■ **Passage given**
** begin **
Automating Tinder Likes with Support Vector Machine Learning

December 19, 2016

Update

After some careful consideration, the method described here doesn’t work. Instead of focusing on the prediction accuracy for the entire sample, I should actually focus on the Like accruacy for model selection. The reason is that if the number of Dislikes are much greater than the number of Likes then the modeling process will have bias towards Dislikes and be more likely to get would be Likes incorrect. I’ll work more on this and post an update when ready.

Abstract

A support vector machine was used to perform image classification on 8,500 Tinder profiles. Entire profiles were recorded using a custom-built application that used the pynder Python library. Each profile considered has a binary choice, either a Like or a Dislike. The recorded profiles were manually liked or disliked based on the users’s preference. Images were processed into 32 bin histograms, and the bin intensities were used as the variables for the classification problem. Using 10-fold cross validation a support vector machine was selected with an estimated prediction accuracy of 71%. The support vector machine was then introduced to the custom application such that Tinder likes and dislikes can be administered according to the user’s historical preference. The result is a bot capable of automatically liking Tinder profiles, without any user intervention, with an estimated 71% accuracy.

Introduction

Tinder is the most popular online dating application for mobile devices. Like many other online dating applications, users can set basic preferences (distance, age, gender) for which Tinder profiles they will browse. Profiles are displayed to the user one at a time, containing a cover profile image, name, age, short bio, and mutual friends. The user can choose to view additional images of the profile if desired. The user must either Like or Dislike the profile, at which point the user will be presented with another profile. The process is repeated almost indefinitely. The image below was taken from the Google Play store and demonstrates the Tinder user interface for browsing profiles. When two users Like each other, they will be notified and allowed to message each other if they desire to do so. Tinder is often criticized for it’s shallow online dating selection, and has been demonized as a sex app. Fair-use image demo of the Tinder application, taken from the Google Play store on 12-18-2016.
** end **
■ **What you need to do**
Can you retype the piece on automating Tinder likes word for word, everything from "Automating Tinder Likes" down to "update when ready."?

■ **Material shown**
** begin **
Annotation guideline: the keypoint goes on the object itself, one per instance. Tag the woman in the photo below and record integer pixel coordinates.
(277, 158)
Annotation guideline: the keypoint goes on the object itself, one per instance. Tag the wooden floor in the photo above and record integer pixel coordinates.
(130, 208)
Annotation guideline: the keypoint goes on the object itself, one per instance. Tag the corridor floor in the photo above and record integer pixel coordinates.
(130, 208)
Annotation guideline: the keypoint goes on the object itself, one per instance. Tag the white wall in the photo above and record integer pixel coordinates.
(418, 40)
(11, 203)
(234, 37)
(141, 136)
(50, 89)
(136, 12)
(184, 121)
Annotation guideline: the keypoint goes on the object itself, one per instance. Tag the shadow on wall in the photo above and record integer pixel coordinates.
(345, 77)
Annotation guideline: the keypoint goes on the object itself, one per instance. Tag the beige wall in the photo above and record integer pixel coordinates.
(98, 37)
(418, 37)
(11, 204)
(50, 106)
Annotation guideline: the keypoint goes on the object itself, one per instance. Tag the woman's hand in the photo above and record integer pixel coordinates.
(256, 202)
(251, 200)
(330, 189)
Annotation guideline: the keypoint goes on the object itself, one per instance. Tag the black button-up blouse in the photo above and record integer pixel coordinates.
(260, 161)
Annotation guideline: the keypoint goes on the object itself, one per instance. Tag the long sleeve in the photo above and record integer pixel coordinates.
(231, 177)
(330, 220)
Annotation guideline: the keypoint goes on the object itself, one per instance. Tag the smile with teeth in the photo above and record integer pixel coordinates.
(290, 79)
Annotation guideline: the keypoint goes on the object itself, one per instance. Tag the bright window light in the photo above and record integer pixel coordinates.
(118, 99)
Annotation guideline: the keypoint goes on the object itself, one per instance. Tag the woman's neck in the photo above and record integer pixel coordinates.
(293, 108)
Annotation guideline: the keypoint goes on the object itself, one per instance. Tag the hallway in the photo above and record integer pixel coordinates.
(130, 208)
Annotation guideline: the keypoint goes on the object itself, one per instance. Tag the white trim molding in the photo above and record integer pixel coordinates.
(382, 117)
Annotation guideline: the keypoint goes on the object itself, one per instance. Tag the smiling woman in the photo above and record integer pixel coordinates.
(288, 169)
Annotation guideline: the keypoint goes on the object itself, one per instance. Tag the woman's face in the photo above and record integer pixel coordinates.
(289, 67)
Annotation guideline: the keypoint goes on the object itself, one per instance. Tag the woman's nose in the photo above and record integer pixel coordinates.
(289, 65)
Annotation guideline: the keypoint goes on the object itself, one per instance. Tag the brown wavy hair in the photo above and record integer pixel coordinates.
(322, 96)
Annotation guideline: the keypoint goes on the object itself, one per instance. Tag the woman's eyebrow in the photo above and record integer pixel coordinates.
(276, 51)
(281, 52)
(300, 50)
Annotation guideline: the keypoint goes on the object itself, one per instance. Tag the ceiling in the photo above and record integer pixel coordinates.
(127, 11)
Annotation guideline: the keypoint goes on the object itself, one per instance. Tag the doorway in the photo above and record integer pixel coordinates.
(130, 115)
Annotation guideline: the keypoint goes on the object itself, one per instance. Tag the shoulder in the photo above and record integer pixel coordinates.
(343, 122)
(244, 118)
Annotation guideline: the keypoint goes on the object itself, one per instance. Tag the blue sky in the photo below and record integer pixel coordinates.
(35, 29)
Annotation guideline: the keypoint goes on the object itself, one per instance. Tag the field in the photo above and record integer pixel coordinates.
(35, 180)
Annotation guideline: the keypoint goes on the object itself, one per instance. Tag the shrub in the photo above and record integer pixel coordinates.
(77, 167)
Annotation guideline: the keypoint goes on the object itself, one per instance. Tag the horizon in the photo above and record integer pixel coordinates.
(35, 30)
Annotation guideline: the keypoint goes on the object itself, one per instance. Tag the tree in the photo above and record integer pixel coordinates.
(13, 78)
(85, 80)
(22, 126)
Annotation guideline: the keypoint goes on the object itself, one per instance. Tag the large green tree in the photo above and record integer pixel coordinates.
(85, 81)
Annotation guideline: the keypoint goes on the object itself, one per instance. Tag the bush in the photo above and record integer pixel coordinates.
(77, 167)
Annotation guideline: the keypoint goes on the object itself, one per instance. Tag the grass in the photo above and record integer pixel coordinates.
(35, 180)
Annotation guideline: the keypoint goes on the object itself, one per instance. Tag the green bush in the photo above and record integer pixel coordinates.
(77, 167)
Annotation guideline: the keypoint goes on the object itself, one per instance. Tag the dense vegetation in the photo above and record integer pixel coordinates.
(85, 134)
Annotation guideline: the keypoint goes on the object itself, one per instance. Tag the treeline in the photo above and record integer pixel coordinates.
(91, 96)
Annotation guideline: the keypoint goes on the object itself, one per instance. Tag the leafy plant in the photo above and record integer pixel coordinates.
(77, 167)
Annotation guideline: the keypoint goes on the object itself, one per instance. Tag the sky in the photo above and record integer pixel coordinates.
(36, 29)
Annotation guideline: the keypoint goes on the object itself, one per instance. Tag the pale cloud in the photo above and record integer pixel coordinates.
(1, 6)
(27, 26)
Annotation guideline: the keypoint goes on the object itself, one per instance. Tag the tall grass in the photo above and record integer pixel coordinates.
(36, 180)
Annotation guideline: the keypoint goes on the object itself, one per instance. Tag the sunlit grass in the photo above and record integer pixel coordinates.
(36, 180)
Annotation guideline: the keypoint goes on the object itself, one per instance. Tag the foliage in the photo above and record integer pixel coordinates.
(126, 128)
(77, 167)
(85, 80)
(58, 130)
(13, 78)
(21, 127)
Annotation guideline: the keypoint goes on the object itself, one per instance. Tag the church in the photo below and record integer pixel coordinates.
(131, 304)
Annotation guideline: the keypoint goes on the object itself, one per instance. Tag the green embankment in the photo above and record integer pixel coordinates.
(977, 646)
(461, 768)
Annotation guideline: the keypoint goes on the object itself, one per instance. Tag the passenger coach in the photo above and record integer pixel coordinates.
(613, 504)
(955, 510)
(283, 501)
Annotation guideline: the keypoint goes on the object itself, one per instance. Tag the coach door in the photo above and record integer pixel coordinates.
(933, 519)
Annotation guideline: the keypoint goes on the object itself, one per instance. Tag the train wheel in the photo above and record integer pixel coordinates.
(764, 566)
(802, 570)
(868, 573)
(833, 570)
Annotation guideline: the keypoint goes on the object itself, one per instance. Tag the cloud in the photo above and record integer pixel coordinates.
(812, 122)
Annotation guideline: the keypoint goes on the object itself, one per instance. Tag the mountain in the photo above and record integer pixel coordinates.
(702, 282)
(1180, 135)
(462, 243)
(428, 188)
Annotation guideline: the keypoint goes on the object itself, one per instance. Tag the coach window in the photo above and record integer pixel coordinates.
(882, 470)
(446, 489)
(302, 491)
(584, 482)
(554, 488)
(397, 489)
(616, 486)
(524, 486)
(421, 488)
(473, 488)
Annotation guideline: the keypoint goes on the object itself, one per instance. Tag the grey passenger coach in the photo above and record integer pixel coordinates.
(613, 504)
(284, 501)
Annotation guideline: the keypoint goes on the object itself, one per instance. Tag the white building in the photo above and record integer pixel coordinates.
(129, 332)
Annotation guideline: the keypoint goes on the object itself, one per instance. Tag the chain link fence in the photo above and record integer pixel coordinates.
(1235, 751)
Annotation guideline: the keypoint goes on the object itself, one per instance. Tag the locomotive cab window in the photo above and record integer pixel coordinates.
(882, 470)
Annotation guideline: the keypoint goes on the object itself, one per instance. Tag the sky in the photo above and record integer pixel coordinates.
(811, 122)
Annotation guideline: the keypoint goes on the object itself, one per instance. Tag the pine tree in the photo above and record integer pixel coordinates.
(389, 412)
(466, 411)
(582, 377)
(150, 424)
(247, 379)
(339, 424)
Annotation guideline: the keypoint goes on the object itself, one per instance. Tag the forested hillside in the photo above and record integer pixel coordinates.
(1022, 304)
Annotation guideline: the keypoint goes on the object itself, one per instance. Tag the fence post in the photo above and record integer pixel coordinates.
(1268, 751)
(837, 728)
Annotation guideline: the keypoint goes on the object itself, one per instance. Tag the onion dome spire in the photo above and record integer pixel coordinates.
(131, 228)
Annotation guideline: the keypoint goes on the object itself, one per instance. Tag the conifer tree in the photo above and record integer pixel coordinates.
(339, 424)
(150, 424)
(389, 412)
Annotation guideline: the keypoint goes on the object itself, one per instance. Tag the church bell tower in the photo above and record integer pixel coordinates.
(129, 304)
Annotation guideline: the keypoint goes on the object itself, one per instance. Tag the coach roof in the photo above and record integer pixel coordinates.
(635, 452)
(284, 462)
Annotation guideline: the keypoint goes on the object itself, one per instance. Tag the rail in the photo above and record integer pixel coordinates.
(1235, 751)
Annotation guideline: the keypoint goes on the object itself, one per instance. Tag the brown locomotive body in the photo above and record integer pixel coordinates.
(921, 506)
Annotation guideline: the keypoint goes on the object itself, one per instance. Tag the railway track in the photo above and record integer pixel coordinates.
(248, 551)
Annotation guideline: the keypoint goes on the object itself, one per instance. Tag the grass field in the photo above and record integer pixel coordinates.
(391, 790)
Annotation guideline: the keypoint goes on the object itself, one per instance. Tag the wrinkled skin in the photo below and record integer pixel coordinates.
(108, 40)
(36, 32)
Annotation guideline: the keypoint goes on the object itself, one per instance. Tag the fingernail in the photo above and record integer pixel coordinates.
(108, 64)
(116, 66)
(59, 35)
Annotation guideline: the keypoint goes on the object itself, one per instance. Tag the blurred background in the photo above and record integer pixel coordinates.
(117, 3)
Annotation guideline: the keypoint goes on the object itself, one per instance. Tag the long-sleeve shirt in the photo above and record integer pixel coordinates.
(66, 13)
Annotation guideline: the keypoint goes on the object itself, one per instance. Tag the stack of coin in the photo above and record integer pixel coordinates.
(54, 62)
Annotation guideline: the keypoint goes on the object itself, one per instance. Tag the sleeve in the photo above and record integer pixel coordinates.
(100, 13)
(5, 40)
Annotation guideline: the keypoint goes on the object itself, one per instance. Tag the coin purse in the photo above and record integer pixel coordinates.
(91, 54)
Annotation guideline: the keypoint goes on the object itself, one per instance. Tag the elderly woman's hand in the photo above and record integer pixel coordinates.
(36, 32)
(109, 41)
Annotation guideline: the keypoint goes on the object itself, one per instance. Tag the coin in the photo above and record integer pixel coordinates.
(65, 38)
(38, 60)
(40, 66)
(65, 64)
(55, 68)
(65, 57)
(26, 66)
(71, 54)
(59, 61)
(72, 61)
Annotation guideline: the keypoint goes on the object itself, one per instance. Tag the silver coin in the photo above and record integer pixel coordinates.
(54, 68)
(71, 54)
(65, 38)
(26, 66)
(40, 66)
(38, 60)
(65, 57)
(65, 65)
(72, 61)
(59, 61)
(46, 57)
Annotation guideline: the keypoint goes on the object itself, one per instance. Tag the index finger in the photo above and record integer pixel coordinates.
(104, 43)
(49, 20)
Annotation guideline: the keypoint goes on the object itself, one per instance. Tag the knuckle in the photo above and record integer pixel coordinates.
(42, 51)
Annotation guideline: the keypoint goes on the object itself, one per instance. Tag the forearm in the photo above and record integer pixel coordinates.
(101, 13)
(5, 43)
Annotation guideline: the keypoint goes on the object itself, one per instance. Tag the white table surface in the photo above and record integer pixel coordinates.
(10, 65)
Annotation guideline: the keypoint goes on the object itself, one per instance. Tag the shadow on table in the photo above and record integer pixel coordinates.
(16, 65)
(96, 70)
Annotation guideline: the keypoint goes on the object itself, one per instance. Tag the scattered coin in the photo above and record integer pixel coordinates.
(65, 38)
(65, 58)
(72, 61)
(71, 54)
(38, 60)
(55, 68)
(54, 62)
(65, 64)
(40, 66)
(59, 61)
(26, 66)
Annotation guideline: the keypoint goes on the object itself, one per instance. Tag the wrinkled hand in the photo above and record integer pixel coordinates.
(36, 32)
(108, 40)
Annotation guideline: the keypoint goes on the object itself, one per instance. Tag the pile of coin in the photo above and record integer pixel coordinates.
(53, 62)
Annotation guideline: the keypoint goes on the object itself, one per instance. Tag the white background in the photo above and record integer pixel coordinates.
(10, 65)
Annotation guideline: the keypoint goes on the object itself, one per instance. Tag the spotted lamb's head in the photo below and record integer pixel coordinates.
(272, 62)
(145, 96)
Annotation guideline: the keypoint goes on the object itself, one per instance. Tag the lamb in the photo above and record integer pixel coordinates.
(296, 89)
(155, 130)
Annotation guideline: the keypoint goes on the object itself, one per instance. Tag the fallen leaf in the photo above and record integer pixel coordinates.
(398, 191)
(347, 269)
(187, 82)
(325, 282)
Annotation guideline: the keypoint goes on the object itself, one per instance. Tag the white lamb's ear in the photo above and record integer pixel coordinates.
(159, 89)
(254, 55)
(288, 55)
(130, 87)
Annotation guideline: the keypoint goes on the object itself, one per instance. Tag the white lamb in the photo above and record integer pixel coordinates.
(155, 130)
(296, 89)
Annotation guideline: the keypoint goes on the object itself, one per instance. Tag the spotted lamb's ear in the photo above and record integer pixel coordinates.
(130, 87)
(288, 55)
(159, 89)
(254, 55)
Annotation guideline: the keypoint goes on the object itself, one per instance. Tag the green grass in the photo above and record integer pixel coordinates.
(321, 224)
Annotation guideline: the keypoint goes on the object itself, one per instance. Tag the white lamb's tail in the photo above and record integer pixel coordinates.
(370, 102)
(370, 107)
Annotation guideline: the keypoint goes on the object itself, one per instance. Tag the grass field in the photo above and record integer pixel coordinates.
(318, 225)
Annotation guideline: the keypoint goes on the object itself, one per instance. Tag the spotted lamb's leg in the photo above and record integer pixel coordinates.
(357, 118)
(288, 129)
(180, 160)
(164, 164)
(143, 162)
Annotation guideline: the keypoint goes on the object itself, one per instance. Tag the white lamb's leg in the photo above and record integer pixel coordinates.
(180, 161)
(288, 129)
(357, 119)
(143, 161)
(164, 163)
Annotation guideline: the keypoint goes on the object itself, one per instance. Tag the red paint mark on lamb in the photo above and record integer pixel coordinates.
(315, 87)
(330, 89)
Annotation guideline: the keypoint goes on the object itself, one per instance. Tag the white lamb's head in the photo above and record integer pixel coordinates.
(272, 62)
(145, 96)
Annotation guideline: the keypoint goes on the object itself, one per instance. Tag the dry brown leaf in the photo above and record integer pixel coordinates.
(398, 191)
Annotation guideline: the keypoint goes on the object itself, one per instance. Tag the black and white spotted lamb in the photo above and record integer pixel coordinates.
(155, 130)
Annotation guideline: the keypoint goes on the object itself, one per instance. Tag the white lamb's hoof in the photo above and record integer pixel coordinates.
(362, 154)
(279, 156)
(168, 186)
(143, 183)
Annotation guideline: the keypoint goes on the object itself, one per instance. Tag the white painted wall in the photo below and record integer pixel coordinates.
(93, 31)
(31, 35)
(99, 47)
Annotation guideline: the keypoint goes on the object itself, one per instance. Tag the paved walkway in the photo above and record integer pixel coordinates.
** end **
■ **Output of the exercise**
Automating Tinder Likes with Support Vector Machine Learning

December 19, 2016

Update

After some careful consideration, the method described here doesn’t work. Instead of focusing on the prediction accuracy for the entire sample, I should actually focus on the Like accruacy for model selection. The reason is that if the number of Dislikes are much greater than the number of Likes then the modeling process will have bias towards Dislikes and be more likely to get would be Likes incorrect. I’ll work more on this and post an update when ready.